= Beginning of Section =
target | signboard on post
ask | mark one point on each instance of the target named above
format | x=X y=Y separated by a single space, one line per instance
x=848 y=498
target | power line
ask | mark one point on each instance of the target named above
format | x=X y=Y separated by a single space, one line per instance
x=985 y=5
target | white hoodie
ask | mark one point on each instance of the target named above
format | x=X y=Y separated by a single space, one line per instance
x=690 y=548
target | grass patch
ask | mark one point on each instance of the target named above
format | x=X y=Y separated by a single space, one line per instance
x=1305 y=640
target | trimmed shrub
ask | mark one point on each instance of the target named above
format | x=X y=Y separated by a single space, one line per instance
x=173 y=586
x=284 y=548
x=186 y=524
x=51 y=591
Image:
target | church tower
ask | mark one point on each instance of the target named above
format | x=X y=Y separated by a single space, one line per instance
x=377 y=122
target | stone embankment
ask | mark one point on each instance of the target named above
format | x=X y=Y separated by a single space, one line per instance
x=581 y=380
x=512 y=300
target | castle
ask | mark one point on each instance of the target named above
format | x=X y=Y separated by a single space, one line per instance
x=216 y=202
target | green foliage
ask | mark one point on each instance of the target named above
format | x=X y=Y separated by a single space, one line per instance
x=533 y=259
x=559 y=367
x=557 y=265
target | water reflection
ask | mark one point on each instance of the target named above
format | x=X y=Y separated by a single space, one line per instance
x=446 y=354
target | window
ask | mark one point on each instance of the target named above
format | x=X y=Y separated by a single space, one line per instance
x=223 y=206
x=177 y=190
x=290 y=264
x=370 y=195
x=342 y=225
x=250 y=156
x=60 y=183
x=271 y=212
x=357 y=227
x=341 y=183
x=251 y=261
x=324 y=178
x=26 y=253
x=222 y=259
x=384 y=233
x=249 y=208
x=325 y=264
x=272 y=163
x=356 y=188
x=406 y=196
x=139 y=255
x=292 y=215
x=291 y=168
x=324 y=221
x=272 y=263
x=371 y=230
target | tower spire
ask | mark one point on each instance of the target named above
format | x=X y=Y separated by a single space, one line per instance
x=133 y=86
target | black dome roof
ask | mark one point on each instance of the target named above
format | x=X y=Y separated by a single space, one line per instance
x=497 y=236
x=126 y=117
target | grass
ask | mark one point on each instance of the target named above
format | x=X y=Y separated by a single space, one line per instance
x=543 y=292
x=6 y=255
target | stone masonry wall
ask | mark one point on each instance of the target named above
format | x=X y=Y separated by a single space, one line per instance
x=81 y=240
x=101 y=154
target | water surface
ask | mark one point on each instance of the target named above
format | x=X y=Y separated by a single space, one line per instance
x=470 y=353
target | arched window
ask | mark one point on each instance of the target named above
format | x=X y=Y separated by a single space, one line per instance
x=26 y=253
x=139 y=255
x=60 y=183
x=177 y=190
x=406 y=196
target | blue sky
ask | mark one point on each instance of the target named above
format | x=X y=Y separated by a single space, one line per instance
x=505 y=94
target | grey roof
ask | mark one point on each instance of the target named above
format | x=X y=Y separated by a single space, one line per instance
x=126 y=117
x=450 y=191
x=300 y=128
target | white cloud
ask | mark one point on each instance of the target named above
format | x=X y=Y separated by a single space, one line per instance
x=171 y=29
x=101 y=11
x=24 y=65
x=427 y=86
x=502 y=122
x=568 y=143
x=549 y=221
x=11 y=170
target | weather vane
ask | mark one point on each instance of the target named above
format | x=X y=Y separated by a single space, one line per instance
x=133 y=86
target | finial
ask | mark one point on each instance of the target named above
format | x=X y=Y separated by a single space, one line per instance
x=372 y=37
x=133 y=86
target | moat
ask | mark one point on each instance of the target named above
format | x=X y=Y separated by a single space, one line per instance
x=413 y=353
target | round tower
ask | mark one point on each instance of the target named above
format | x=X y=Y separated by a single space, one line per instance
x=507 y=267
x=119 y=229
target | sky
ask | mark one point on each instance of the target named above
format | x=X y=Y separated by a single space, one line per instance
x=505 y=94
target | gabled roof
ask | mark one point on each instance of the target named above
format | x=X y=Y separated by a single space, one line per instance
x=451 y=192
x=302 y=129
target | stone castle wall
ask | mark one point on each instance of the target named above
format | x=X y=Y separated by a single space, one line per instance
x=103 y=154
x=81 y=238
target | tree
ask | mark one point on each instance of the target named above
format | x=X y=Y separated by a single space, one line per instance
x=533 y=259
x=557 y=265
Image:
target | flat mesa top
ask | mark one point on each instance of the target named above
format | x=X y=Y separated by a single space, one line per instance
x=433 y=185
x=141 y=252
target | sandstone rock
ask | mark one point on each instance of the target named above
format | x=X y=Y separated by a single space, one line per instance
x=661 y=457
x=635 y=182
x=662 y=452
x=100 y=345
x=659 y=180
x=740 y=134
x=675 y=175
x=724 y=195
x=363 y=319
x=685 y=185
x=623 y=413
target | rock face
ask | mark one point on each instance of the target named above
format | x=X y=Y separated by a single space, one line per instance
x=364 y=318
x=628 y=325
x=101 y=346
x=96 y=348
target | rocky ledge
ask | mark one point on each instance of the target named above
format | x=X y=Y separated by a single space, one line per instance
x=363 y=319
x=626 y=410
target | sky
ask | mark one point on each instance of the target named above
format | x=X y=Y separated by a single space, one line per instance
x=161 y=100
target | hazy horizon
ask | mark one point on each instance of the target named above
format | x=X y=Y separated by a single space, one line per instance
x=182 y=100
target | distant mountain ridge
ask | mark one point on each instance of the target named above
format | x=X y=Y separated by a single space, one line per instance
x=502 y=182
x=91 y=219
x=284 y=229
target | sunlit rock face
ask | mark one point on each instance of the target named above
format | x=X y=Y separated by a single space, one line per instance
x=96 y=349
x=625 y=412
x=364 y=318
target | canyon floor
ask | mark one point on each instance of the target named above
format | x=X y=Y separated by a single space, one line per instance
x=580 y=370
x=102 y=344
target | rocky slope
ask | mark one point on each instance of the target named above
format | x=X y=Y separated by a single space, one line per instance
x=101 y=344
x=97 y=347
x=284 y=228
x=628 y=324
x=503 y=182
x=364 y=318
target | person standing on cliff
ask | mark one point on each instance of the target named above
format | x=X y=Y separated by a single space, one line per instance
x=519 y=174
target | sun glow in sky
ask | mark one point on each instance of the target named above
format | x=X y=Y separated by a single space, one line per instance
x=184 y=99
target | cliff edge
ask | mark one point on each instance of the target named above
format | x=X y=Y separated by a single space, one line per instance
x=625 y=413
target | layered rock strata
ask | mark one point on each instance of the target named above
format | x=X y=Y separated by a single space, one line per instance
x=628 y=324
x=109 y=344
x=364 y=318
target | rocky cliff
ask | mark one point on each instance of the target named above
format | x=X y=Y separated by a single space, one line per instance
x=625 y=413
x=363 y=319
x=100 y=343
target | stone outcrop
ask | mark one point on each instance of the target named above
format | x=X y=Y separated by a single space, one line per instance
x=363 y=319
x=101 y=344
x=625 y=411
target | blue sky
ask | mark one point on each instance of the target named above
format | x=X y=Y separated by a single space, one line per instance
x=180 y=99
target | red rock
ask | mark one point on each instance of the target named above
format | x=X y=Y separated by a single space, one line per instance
= End of Section =
Output each record exactly as it appears in the listing.

target | signboard on post
ask | mark one point on each instance of the target named above
format | x=X y=Y separated by a single space, one line per instance
x=848 y=498
target | power line
ask | mark one point on each instance of the target named above
format | x=X y=Y separated by a single space, one line per instance
x=985 y=5
target | white hoodie
ask | mark one point on each instance of the target named above
format | x=X y=Y separated by a single space, one line per instance
x=690 y=548
target | grass patch
ask | mark one point on each instance of the target named above
format | x=X y=Y separated by a single space, one line per instance
x=1305 y=640
target | trimmed shrub
ask | mark one point on each instance of the target named above
format | x=X y=Y separated by a single space, one line per instance
x=173 y=586
x=284 y=548
x=186 y=524
x=51 y=591
Image:
target | church tower
ask | mark one point on each instance of the target named above
format | x=X y=Y separated by a single space, one line per instance
x=377 y=122
target | stone embankment
ask | mark one point on each instance of the target named above
format | x=X y=Y separated by a single space, one line per instance
x=581 y=380
x=512 y=300
target | castle
ask | mark one point on each instance of the target named above
format | x=X y=Y separated by a single space, one line per instance
x=216 y=202
target | green foliage
ask | mark one point on each instance of the target named above
format | x=X y=Y separated by a single space, one line per instance
x=533 y=259
x=559 y=367
x=557 y=265
target | water reflection
ask | mark one point on each instance of the target named above
format | x=X y=Y separated by a single space, one line per instance
x=446 y=354
target | window
ask | mark one point on each instance of the target named above
format | x=X y=Y separated by a single space, one line per instance
x=223 y=206
x=177 y=190
x=290 y=264
x=370 y=195
x=342 y=225
x=250 y=156
x=60 y=183
x=271 y=212
x=357 y=227
x=341 y=183
x=251 y=261
x=324 y=178
x=26 y=253
x=222 y=259
x=384 y=233
x=249 y=208
x=325 y=264
x=272 y=163
x=356 y=188
x=406 y=196
x=139 y=255
x=292 y=215
x=291 y=168
x=324 y=221
x=272 y=263
x=371 y=230
target | tower spire
ask | mark one point on each instance of the target named above
format | x=X y=Y separated by a single space, one line per instance
x=133 y=86
target | black dome roof
ask | mark one point on each instance of the target named above
format | x=X y=Y separated by a single space, one line per instance
x=497 y=236
x=126 y=117
target | grass
ask | mark one point on each instance of the target named above
format | x=X y=Y separated by a single space, one line per instance
x=543 y=292
x=6 y=255
target | stone masonry wall
ask | mark one point on each instance of the target named above
format | x=X y=Y separated by a single space, one line per instance
x=81 y=240
x=101 y=154
target | water surface
ask | mark one point on each instance of the target named above
format | x=X y=Y separated by a single space, one line per instance
x=470 y=353
target | arched window
ask | mark one point on each instance of the target named above
format | x=X y=Y separated by a single space, one line per instance
x=26 y=253
x=139 y=255
x=60 y=183
x=177 y=190
x=406 y=196
target | blue sky
ask | mark one point on each instance of the target named above
format | x=X y=Y separated by a single space, one line per instance
x=505 y=94
target | grey roof
ask | mark one point on each instance of the target named above
format | x=X y=Y separated by a single space, one line per instance
x=126 y=117
x=450 y=191
x=300 y=128
target | white cloud
ask | mark one point on each instance of the target named above
format | x=X y=Y separated by a single space, one line per instance
x=171 y=29
x=101 y=11
x=24 y=65
x=427 y=86
x=502 y=122
x=568 y=143
x=549 y=221
x=11 y=170
target | weather vane
ask | mark one point on each instance of the target named above
format | x=X y=Y separated by a single space, one line per instance
x=133 y=86
target | finial
ask | mark one point on each instance of the target named above
format | x=X y=Y separated by a single space, one line per instance
x=372 y=37
x=133 y=86
target | moat
ask | mark one point on each instance of the target named above
format | x=X y=Y separated by a single space, one line per instance
x=413 y=353
target | round tower
ask | mark one point on each instance of the target named above
format | x=X y=Y separated by a single space, one line per instance
x=507 y=267
x=119 y=229
target | sky
ask | mark one point on each instance of the target named above
format | x=X y=Y separated by a single space, one line per instance
x=505 y=94
target | gabled roof
ask | mark one point on each instance of the target named above
format | x=X y=Y separated by a single space, one line per instance
x=451 y=192
x=302 y=129
target | stone castle wall
ask | mark one point on each instance of the target named above
format | x=X y=Y separated by a single space, one line per instance
x=103 y=154
x=81 y=238
target | tree
ask | mark one point on each instance of the target named above
format | x=X y=Y separated by a single space, one line per instance
x=533 y=259
x=557 y=265
Image:
target | flat mesa top
ask | mark one point on each instance of the target named above
format | x=X y=Y separated by a single space, one line per instance
x=433 y=185
x=141 y=252
target | sandstone rock
ask | mark one point on each instance of the target named above
format | x=X y=Y separated by a single space, one line per instance
x=661 y=457
x=635 y=182
x=662 y=452
x=100 y=345
x=659 y=180
x=740 y=134
x=675 y=175
x=724 y=195
x=363 y=319
x=685 y=185
x=623 y=413
target | rock face
ask | mark one point on each instance of the target named above
format | x=X y=Y separated by a single space, one line per instance
x=364 y=318
x=628 y=325
x=101 y=346
x=96 y=348
target | rocky ledge
ask | mark one point on each instance of the target named above
format | x=X y=Y separated by a single space, one line per instance
x=363 y=319
x=626 y=410
target | sky
ask | mark one point on each instance of the target named above
format | x=X y=Y separated by a single space, one line per instance
x=161 y=100
target | hazy horizon
ask | mark one point on each instance of the target named above
format | x=X y=Y separated by a single space, one line per instance
x=182 y=100
target | distant mountain ridge
ask | mark one point on each instance of the target named above
format | x=X y=Y separated by a single space, one line per instance
x=502 y=182
x=91 y=219
x=284 y=229
target | sunlit rock face
ask | mark one point on each instance of the target named above
format | x=X y=Y separated by a single space, one line per instance
x=96 y=349
x=625 y=412
x=364 y=318
target | canyon floor
ask | mark one point on each instance of the target named above
format | x=X y=Y separated by a single space, one line per instance
x=580 y=370
x=102 y=344
target | rocky slope
ask | mark one point on each instance of the target named above
format | x=X y=Y separated by a single space, one line per instance
x=101 y=344
x=97 y=347
x=284 y=228
x=628 y=324
x=503 y=182
x=364 y=318
target | person standing on cliff
ask | mark one point on each instance of the target named above
format | x=X y=Y separated by a single space, one line per instance
x=519 y=174
target | sun glow in sky
ask | mark one point on each instance of the target named above
format | x=X y=Y separated by a single space, one line per instance
x=184 y=99
target | cliff edge
ask | mark one point on each instance of the target named above
format | x=X y=Y separated by a single space, one line per instance
x=625 y=413
target | layered rock strata
ask | mark one point on each instance of the target named above
format | x=X y=Y separated by a single space, one line per instance
x=628 y=324
x=109 y=344
x=364 y=318
target | rocky cliff
ask | mark one point on each instance of the target named above
format | x=X y=Y separated by a single space, one line per instance
x=625 y=413
x=363 y=319
x=100 y=343
target | stone outcrop
ask | mark one point on each instance of the target named above
format | x=X y=Y separated by a single space, one line per instance
x=363 y=319
x=101 y=344
x=625 y=411
target | blue sky
ask | mark one point on each instance of the target named above
format | x=X y=Y separated by a single space, one line per instance
x=180 y=99
target | red rock
ask | mark one point on each instance of the target named above
format | x=X y=Y separated by a single space, one line per instance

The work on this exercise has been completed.